--- DIRECTIVE A ---
Answer these questions using the AdaGrad passage below, which appears before the records.
(i) In which two fields was AdaGrad introduced?
(ii) What rate of guarantee do the original analyses yield via online-to-batch conversion, and for which iterate?
(iii) Which three directions of extension does the passage list?
--- DIRECTIVE B ---
Continue the AdaGrad passage below, which appears before the records, starting after its last line.

── SOURCE EXTRACT

AdaGrad was introduced in online learning and stochastic optimization (McMahan and Streeter,, 2010; Duchi et al.,, 2011). The original analyses give regret bounds which, via standard online-to-batch conversion, translate into ${\cal O}(\nicefrac{{1}}{{\sqrt{N}}})$ guarantees for the best/weighted-average iterate on convex Lipschitz objectives. A large body of work extends these results in different directions (acceleration, parameter-free tuning, and richer preconditioners), see, e.g., (Gupta and Singer,, 2017; Mohri and Yang,, 2016; Levy et al.,, 2018; Orabona and Pál,, 2015; Cutkosky and Orabona,, 2018; Cutkosky, 2020c, ; Cutkosky and Sarlos,, 2019; Cutkosky, 2020b, ; Cutkosky, 2020a, ; Wan et al.,, 2018; Feinberg et al.,, 2023; Defazio and Jelassi,, 2022). Since our contribution concerns last-iterate guarantees, we do not survey this line in detail.

Last-iterate convergence for (stochastic) subgradient methods.

────
── DATA PROVIDED

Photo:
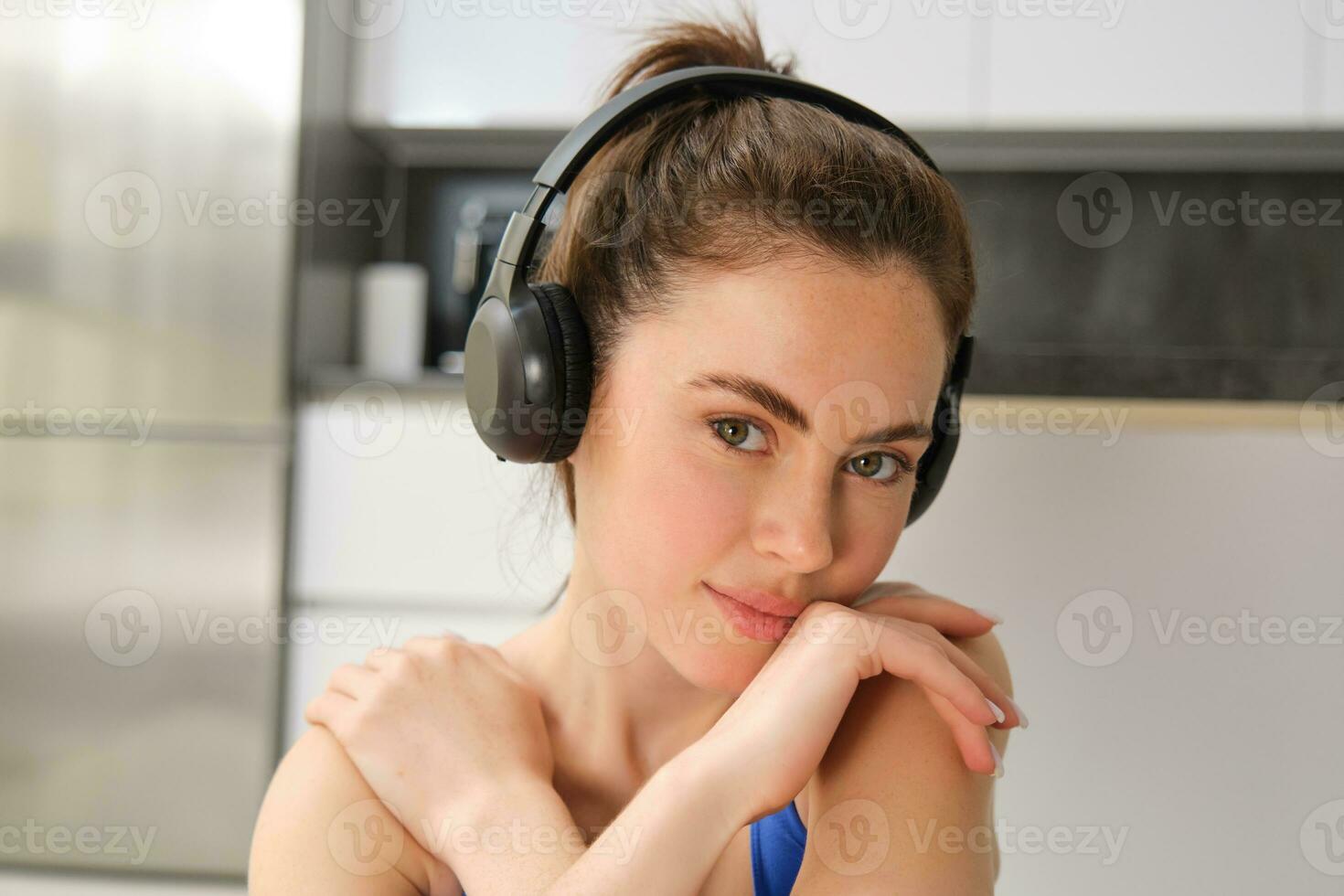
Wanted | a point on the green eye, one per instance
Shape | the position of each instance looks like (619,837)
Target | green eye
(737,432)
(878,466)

────
── DATA PROVIDED

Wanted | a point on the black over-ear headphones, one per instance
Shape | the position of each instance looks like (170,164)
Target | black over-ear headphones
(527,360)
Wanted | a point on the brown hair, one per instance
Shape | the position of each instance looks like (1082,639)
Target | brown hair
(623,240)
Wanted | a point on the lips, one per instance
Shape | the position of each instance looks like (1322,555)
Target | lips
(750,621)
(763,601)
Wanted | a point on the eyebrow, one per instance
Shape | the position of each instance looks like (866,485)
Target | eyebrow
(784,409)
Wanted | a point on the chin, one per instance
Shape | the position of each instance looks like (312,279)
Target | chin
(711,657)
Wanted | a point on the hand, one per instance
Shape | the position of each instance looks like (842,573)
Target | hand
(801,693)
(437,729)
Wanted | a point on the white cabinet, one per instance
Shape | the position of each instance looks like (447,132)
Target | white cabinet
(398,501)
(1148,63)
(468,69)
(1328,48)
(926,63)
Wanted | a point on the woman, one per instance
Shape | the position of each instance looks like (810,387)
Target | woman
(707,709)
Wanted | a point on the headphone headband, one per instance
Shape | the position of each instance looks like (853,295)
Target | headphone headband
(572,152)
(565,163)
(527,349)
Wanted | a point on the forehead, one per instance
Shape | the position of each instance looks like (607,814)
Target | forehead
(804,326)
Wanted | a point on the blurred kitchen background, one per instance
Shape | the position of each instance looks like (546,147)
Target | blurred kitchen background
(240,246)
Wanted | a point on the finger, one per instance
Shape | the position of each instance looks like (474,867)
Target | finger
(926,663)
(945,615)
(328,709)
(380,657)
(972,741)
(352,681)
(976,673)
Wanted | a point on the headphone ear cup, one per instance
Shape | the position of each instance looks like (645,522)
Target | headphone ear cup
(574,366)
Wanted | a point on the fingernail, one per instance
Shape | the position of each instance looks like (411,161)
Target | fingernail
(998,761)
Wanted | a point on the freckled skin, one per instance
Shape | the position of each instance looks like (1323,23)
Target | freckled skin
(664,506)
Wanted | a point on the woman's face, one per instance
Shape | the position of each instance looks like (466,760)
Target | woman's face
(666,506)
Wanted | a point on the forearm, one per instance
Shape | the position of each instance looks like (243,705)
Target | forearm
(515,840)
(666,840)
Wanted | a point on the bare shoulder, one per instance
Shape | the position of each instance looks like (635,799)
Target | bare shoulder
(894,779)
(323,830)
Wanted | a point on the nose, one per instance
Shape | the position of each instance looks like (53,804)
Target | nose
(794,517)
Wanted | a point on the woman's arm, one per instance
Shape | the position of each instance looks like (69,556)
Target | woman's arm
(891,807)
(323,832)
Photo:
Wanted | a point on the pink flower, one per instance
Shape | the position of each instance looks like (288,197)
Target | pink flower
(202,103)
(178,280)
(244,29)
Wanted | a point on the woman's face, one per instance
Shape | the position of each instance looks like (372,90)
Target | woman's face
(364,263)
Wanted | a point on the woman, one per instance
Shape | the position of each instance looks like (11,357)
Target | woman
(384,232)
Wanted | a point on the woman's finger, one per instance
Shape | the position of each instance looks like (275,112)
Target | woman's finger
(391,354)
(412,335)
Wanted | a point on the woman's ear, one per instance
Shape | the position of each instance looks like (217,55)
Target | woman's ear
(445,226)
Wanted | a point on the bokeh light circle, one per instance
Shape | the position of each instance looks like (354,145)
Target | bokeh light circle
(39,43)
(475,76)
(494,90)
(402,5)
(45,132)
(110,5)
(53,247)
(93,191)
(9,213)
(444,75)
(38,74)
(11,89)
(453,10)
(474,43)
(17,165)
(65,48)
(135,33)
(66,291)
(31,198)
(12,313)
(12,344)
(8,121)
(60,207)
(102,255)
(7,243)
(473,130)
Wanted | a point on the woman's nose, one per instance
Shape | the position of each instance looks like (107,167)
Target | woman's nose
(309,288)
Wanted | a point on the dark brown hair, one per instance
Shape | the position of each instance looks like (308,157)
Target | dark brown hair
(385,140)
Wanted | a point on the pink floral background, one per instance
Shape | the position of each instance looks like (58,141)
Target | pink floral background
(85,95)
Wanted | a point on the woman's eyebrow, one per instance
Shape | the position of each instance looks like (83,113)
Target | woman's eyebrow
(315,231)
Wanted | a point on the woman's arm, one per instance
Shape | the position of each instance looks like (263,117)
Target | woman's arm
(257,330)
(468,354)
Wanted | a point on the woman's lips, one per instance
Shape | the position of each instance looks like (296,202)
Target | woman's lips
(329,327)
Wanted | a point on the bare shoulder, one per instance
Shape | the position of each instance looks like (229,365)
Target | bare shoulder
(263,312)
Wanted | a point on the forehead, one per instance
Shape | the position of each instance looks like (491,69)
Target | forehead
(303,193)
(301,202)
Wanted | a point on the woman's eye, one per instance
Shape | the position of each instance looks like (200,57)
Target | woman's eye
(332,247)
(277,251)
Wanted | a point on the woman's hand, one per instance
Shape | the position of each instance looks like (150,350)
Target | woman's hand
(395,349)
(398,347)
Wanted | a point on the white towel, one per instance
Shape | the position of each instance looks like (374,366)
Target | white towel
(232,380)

────

--- EXERCISE OUTPUT A ---
(i) Online learning and stochastic optimization.
(ii) An O(1/√N) guarantee for the best or weighted-average iterate on convex Lipschitz objectives.
(iii) Acceleration, parameter-free tuning, and richer preconditioners.

--- EXERCISE OUTPUT B ---
For general convex Lipschitz objectives, Shamir and Zhang, (2013) proved that projected SGD (and, as a special case, the deterministic projected subgradient method) with stepsizes $\eta_{k}\propto\nicefrac{{1}}{{\sqrt{k}}}$ achieves an expected last-iterate accuracy of order ${\cal O}(\nicefrac{{\log(N)}}{{\sqrt{N}}})$ on bounded domains. Harvey et al., (2019) showed that this logarithmic factor is unavoidable for this stepsize schedule by constructing matching lower bounds, and also derived high-probability analogues for SGD. To obtain the information-theoretically optimal $\Theta(\nicefrac{{1}}{{\sqrt{N}}})$ last-iterate rate, Jain et al., (2021) proposed a horizon-dependent stepsize schedule (piecewise-constant, with a “doubling” structure²²2More precisely, Jain et al., (2021) propose the following stepsize schedule: $\eta_{k}\propto\nicefrac{{2^{-i}}}{{\sqrt{N}}}$ , where $k\in(N_{i},N_{i+1}]$ and $N_{i}$ are such that $0=:N_{0}<N_{1}<\ldots<N_{k}=N-1<N_{k+1}:=N$ , $k$ is the smallest integer such that $N\cdot 2^{-i}\leq 1$ , and $N_{i}:=N-\lceil N\cdot 2^{-i}\rceil$ for $i=0,1,\ldots,k$ .) and proved both in-expectation and high-probability last-iterate bounds under bounded-domain assumptions.

Sharp deterministic rates and impossibility of anytime optimal schedules.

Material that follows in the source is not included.